Write out again, unchanged, the line that has "column 264, row 519" and each following line through the end of the entries below; leave pictures out.
Records for processing section start
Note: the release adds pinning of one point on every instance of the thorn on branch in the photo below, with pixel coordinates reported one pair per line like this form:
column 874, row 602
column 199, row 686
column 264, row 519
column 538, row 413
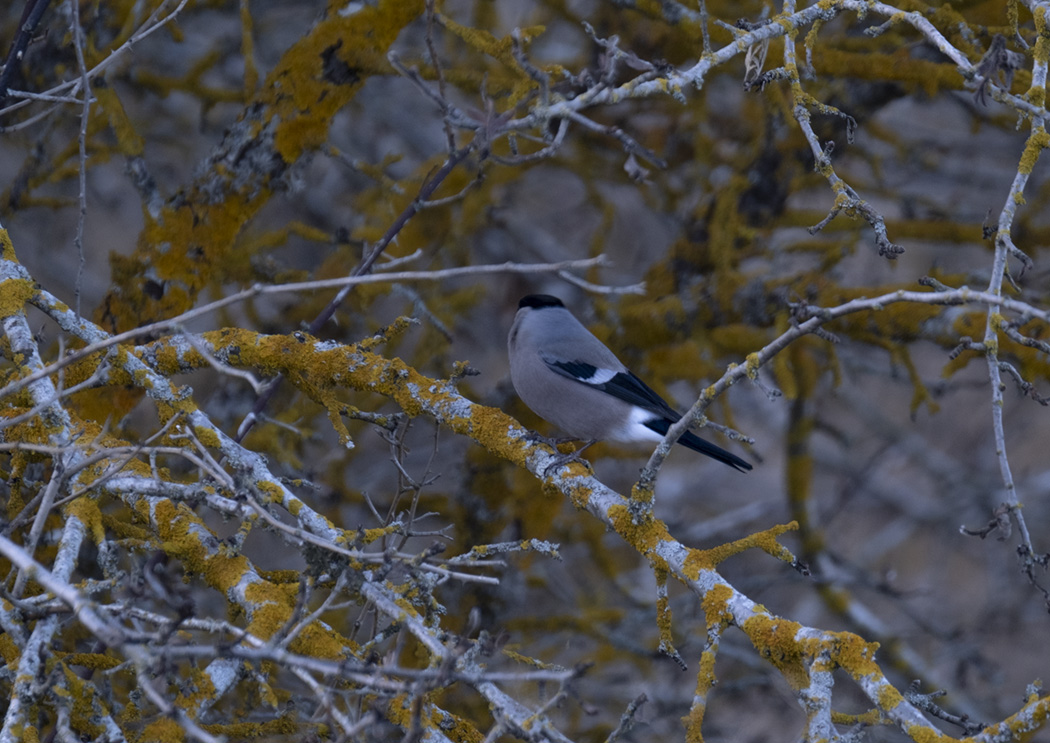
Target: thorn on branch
column 1000, row 523
column 925, row 702
column 1029, row 560
column 996, row 66
column 966, row 343
column 935, row 284
column 1024, row 386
Records for processing section end
» **Reply**:
column 264, row 519
column 538, row 413
Target: thorn on branch
column 1000, row 523
column 925, row 702
column 1029, row 560
column 996, row 66
column 966, row 343
column 935, row 284
column 1024, row 386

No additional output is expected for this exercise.